## Start

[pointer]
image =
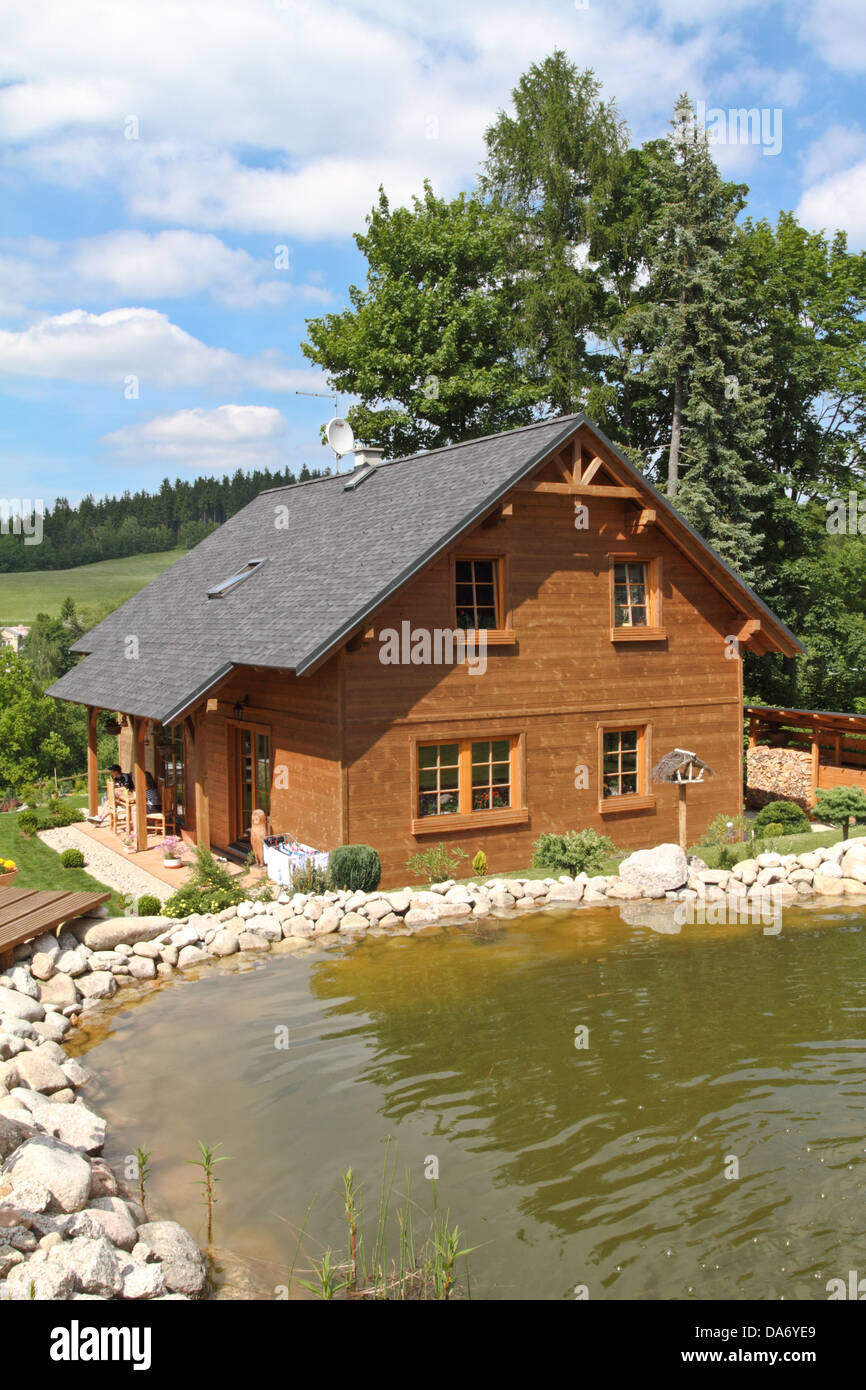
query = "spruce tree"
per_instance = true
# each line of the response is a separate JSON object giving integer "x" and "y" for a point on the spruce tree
{"x": 704, "y": 353}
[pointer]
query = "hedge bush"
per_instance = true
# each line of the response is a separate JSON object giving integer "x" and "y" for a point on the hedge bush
{"x": 574, "y": 852}
{"x": 356, "y": 868}
{"x": 783, "y": 813}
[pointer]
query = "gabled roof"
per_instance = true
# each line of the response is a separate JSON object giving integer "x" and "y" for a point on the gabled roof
{"x": 332, "y": 555}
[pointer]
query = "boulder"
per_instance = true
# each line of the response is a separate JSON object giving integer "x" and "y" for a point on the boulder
{"x": 41, "y": 1072}
{"x": 92, "y": 1264}
{"x": 20, "y": 1007}
{"x": 57, "y": 1166}
{"x": 655, "y": 870}
{"x": 106, "y": 936}
{"x": 113, "y": 1215}
{"x": 181, "y": 1258}
{"x": 192, "y": 955}
{"x": 99, "y": 984}
{"x": 224, "y": 943}
{"x": 141, "y": 968}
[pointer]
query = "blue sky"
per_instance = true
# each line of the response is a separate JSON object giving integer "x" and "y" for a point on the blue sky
{"x": 180, "y": 184}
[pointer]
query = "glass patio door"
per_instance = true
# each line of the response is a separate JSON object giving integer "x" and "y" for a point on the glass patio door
{"x": 253, "y": 777}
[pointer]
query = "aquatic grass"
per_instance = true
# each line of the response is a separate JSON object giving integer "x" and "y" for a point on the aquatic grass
{"x": 207, "y": 1182}
{"x": 143, "y": 1173}
{"x": 417, "y": 1271}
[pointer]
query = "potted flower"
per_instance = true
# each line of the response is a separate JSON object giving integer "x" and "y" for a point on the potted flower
{"x": 173, "y": 852}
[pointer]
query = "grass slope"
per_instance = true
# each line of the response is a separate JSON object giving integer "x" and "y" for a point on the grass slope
{"x": 41, "y": 868}
{"x": 42, "y": 591}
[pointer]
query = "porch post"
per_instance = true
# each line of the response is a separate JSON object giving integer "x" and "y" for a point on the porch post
{"x": 202, "y": 804}
{"x": 816, "y": 762}
{"x": 139, "y": 730}
{"x": 92, "y": 761}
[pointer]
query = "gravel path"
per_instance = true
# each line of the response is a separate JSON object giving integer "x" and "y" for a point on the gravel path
{"x": 104, "y": 865}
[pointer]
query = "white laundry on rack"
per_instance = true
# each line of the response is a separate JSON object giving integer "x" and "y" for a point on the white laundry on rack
{"x": 284, "y": 858}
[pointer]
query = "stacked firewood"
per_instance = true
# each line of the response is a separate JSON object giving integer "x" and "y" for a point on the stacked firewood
{"x": 779, "y": 774}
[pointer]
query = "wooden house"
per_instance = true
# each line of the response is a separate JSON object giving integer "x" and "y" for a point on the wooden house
{"x": 470, "y": 645}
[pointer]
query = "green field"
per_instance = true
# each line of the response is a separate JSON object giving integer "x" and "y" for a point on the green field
{"x": 91, "y": 585}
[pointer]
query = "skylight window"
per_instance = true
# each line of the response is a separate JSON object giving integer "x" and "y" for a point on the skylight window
{"x": 221, "y": 590}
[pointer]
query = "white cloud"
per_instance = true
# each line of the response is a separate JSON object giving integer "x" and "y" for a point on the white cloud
{"x": 224, "y": 437}
{"x": 136, "y": 342}
{"x": 123, "y": 266}
{"x": 327, "y": 99}
{"x": 836, "y": 29}
{"x": 833, "y": 150}
{"x": 838, "y": 202}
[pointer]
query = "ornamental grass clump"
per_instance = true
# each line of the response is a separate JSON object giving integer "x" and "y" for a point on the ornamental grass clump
{"x": 356, "y": 868}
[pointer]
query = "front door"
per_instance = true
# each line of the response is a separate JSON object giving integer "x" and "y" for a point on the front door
{"x": 252, "y": 777}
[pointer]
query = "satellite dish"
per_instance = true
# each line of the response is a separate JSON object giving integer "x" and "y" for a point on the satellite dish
{"x": 339, "y": 437}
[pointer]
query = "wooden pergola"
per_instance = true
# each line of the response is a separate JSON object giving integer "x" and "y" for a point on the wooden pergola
{"x": 139, "y": 730}
{"x": 836, "y": 741}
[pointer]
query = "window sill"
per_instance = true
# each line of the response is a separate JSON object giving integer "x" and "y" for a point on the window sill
{"x": 623, "y": 805}
{"x": 494, "y": 637}
{"x": 638, "y": 634}
{"x": 469, "y": 820}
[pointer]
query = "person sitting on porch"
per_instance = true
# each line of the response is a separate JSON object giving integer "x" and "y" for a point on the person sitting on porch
{"x": 123, "y": 781}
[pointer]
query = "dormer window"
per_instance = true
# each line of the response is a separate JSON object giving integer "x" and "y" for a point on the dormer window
{"x": 221, "y": 590}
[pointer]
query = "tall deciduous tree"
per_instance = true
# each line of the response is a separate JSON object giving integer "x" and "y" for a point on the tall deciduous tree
{"x": 428, "y": 344}
{"x": 552, "y": 163}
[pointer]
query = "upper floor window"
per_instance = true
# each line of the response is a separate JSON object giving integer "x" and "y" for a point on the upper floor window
{"x": 477, "y": 598}
{"x": 630, "y": 594}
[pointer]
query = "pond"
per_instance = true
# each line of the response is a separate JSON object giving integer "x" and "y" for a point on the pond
{"x": 645, "y": 1115}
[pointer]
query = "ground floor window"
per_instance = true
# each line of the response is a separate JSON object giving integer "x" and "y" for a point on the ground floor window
{"x": 466, "y": 776}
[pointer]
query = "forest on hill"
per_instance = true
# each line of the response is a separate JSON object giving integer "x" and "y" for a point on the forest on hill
{"x": 138, "y": 523}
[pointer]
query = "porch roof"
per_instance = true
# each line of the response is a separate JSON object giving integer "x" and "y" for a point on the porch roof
{"x": 328, "y": 556}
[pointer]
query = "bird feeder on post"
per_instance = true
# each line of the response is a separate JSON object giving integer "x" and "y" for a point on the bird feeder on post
{"x": 684, "y": 769}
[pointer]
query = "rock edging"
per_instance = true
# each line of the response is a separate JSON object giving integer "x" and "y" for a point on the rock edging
{"x": 67, "y": 1226}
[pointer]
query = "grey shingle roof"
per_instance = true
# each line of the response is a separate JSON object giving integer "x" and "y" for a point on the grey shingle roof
{"x": 330, "y": 560}
{"x": 331, "y": 556}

## End

> _PROBLEM TO SOLVE_
Copy out all of the data word for word. Do not carry over any picture.

> _WORKED ANSWER_
[pointer]
image =
query = "spruce tree"
per_instance = true
# each line of the response is a separate JSON object giving integer "x" and "y" for a point on the spruce tree
{"x": 704, "y": 353}
[pointer]
query = "hedge bush"
per_instance = true
# each line of the response is a separate JSON object giving integer "x" and "y" for a point on the hedge bush
{"x": 574, "y": 852}
{"x": 356, "y": 868}
{"x": 783, "y": 813}
[pointer]
query = "gabled roof"
per_instance = true
# each line of the response is a separate JSON object giving integer "x" and "y" for a point on the gabled roof
{"x": 332, "y": 555}
[pointer]
query = "boulder"
per_instance = true
# each line of the response is a separate JSON object giving integer "x" and "y" for a point on the boulder
{"x": 41, "y": 1072}
{"x": 92, "y": 1264}
{"x": 20, "y": 1007}
{"x": 57, "y": 1166}
{"x": 655, "y": 870}
{"x": 106, "y": 936}
{"x": 113, "y": 1215}
{"x": 181, "y": 1258}
{"x": 192, "y": 955}
{"x": 99, "y": 984}
{"x": 224, "y": 943}
{"x": 141, "y": 968}
[pointer]
query = "blue sky"
per_instance = true
# each line of the response is a separate JSON object giving integer "x" and "y" for a point on the blue sky
{"x": 180, "y": 184}
[pointer]
query = "glass patio door"
per_instance = true
# each line of the response is a separate JSON object giving integer "x" and "y" for a point on the glass patio door
{"x": 253, "y": 777}
[pointer]
query = "aquatic grass"
per_instance = true
# each line of the response is a separate JSON object giving integer "x" and "y" for a point on the aquatic grass
{"x": 207, "y": 1182}
{"x": 143, "y": 1173}
{"x": 417, "y": 1271}
[pointer]
query = "potted flower"
per_instance = true
# each line of the response is a separate JSON object giving integer "x" and "y" for a point on the potted flower
{"x": 173, "y": 852}
[pointer]
query = "grass slope"
per_instance = true
# each line of the response is a separate JSON object giving integer "x" and "y" for a point on the grass slope
{"x": 41, "y": 868}
{"x": 42, "y": 591}
[pointer]
query = "porch post"
per_instance = true
# each line of the response is a separate JSON object giving integer "x" and "y" for a point on the porch post
{"x": 202, "y": 804}
{"x": 816, "y": 762}
{"x": 139, "y": 730}
{"x": 92, "y": 761}
[pointer]
query = "gravel path"
per_instance = true
# each line of the response is a separate JSON object giving integer "x" and "y" for a point on the gravel path
{"x": 104, "y": 865}
[pointer]
query = "white laundry on rack"
per_instance = true
# each line of the response is a separate JSON object giving integer "x" and "y" for a point on the white laundry on rack
{"x": 284, "y": 858}
[pointer]
query = "stacked firewood"
per_instance = true
# each line of the response is a separate JSON object giving integer "x" and "y" for a point on the stacked firewood
{"x": 779, "y": 774}
[pointer]
query = "wooden house"
per_instance = true
# each line of the response is a separate JSON object giving integer "x" and "y" for a point on the wooden house
{"x": 470, "y": 645}
[pointer]
query = "green field"
per_instance = true
# each line of the response is a separate JSON object giving integer "x" and "y" for a point on the green field
{"x": 91, "y": 585}
[pointer]
query = "skylight window"
per_instance = true
# each line of the response is a separate JSON object giving integer "x" and "y" for a point on the skylight window
{"x": 221, "y": 590}
[pointer]
query = "white cloud"
per_instance = true
# each line of the response is a separate JSON object giving integer "x" and "y" for a point on the white cloud
{"x": 224, "y": 437}
{"x": 136, "y": 342}
{"x": 123, "y": 266}
{"x": 327, "y": 99}
{"x": 836, "y": 29}
{"x": 833, "y": 150}
{"x": 838, "y": 202}
[pointer]
query = "ornamental grass clump"
per_instance = true
# each line of the response is a separate JSON object giving integer "x" and "y" for a point on the ornamental grass clump
{"x": 356, "y": 868}
[pointer]
query = "front door"
per_instance = true
# each line of the response is a separate JSON object giving integer "x" and "y" for a point on the front door
{"x": 252, "y": 777}
[pointer]
query = "satellite dish"
per_instance = true
# each line of the response is a separate JSON object giving integer "x" and "y" for a point on the satellite dish
{"x": 339, "y": 437}
[pointer]
query = "wooden pergola"
per_instance = true
# each line of the response is a separate JSON object giving integer "x" and "y" for a point on the wooden pergola
{"x": 139, "y": 730}
{"x": 836, "y": 741}
[pointer]
query = "window sill"
per_instance = true
# each line of the response is a separate JSON object giving integer "x" and "y" for a point on the window sill
{"x": 623, "y": 805}
{"x": 494, "y": 637}
{"x": 638, "y": 634}
{"x": 469, "y": 820}
[pointer]
query = "person sitting on porch"
per_instance = true
# each line of the response is a separate JSON object giving integer "x" and "y" for a point on the person sitting on porch
{"x": 123, "y": 781}
[pointer]
query = "dormer window"
per_instance = true
# each line of the response is a separate JSON object giving integer "x" and "y" for a point on the dormer window
{"x": 221, "y": 590}
[pointer]
query = "tall deciduous tree"
per_instance = true
# each line of the response is a separate JSON object giving integer "x" and "y" for a point on the tall deciduous tree
{"x": 428, "y": 344}
{"x": 552, "y": 163}
[pointer]
query = "upper floor window"
per_instance = true
# each line of the response is a separate JSON object giving integer "x" and "y" for a point on the upper floor window
{"x": 477, "y": 598}
{"x": 630, "y": 594}
[pointer]
query = "pond"
per_instance = true
# each line of the response is a separate JSON object giving integer "x" and "y" for a point on the pond
{"x": 645, "y": 1115}
[pointer]
query = "ground floor window"
per_instance = true
# each line of the response is a separate JSON object giving integer "x" and "y" for a point on the ground floor window
{"x": 466, "y": 776}
[pointer]
query = "forest on hill"
per_instance = true
# each line of the response is a separate JSON object giving integer "x" and "y" for a point on the forest on hill
{"x": 138, "y": 523}
[pointer]
query = "porch roof"
per_instance = true
# each line of the response is a separate JSON object giving integer "x" and "y" for a point on the porch roof
{"x": 328, "y": 556}
[pointer]
query = "bird feeder on post"
per_instance = true
# each line of the response is a separate JSON object giving integer "x" and "y" for a point on the bird feeder on post
{"x": 684, "y": 769}
[pointer]
query = "rock edging"
per_instance = true
# each line of the response is a separate JSON object giving integer "x" and "y" for a point on the rock edging
{"x": 67, "y": 1226}
[pointer]
query = "grey shingle roof"
per_instance = true
# each line of the response is a separate JSON object giving integer "x" and "y" for a point on the grey shingle roof
{"x": 330, "y": 560}
{"x": 331, "y": 556}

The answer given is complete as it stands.